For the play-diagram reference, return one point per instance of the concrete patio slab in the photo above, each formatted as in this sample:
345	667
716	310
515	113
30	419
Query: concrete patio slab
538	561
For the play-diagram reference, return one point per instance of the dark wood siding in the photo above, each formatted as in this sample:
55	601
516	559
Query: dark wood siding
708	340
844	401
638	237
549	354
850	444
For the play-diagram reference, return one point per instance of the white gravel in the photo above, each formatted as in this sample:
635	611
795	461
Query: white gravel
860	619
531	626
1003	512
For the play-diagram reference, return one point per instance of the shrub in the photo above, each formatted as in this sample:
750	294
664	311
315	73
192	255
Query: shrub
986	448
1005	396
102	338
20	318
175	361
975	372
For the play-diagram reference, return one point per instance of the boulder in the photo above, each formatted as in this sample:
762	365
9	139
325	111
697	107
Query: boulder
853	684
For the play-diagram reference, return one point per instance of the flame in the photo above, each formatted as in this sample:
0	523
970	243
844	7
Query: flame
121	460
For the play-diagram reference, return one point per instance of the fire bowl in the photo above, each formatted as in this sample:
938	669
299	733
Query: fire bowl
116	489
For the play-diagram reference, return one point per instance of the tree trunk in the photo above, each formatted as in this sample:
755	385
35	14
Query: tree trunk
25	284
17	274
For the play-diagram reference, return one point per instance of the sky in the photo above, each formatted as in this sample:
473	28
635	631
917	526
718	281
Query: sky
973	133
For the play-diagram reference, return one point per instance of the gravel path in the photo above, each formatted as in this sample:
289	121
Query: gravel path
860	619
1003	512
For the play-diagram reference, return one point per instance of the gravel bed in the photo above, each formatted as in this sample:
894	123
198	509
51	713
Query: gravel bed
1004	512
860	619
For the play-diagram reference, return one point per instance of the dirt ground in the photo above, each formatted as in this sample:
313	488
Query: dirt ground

● ● ● ● ●

_Task prompt_. Print every entry exactly as written.

_The output_.
For the play-diagram reference, return one point per instance of the concrete patio slab in the photo above, each formatted as in this sample:
345	667
716	310
515	113
30	419
Query: concrete patio slab
538	561
For the play-diagram reference, return one point per instance of the dark wood siding in the photo above, each formatted as in this sample:
55	601
516	559
Query: dark wood siding
708	340
844	401
638	237
549	354
850	444
For the play-diagram reference, return one point per instance of the white gravel in the photo above, each formatted as in this sample:
635	611
795	461
Query: white gravel
860	619
531	626
1003	512
For the play-diagram reference, return one point per instance of the shrub in the photo above, each formatted as in this sample:
750	294
664	311
315	73
192	255
Query: shrub
986	448
1005	396
102	338
20	318
175	361
975	372
For the play-diagram reference, return one point per instance of the boulder in the photo above, each formatted as in this sample:
762	365
9	139
325	111
697	107
Query: boulder
853	684
For the play-diagram reference, return one point per instance of the flame in the photo above, each formatted as in this sample:
0	523
970	243
844	7
Query: flame
121	460
For the play-diagram reference, return one point per instance of the fire bowl in the photo above, each formatted as in this sample:
938	669
299	733
Query: fire bowl
116	489
For the play-diagram reference, return one point per instance of the tree trunk in the photo above, each formatted as in this sample:
755	385
35	14
Query: tree trunk
25	284
17	274
For the play-diagram reference, return one point per instance of the sky in the photo above, each formatted as in this sample:
473	28
635	631
917	526
718	281
Query: sky
973	133
For the play-diagram reference, return one point per instance of the gravel path in the photo above, each formatted as in this sample:
289	121
Query: gravel path
860	619
1003	512
For the play-diagram reference, return one point per instance of the gravel bed in the photo above, each formatted as in this sample:
894	123
198	509
51	713
Query: gravel bed
1004	512
860	619
For the play-diagram reference, return one point per instance of the dirt ground in the photo above, each formatted as in this sample:
313	488
Query: dirt ground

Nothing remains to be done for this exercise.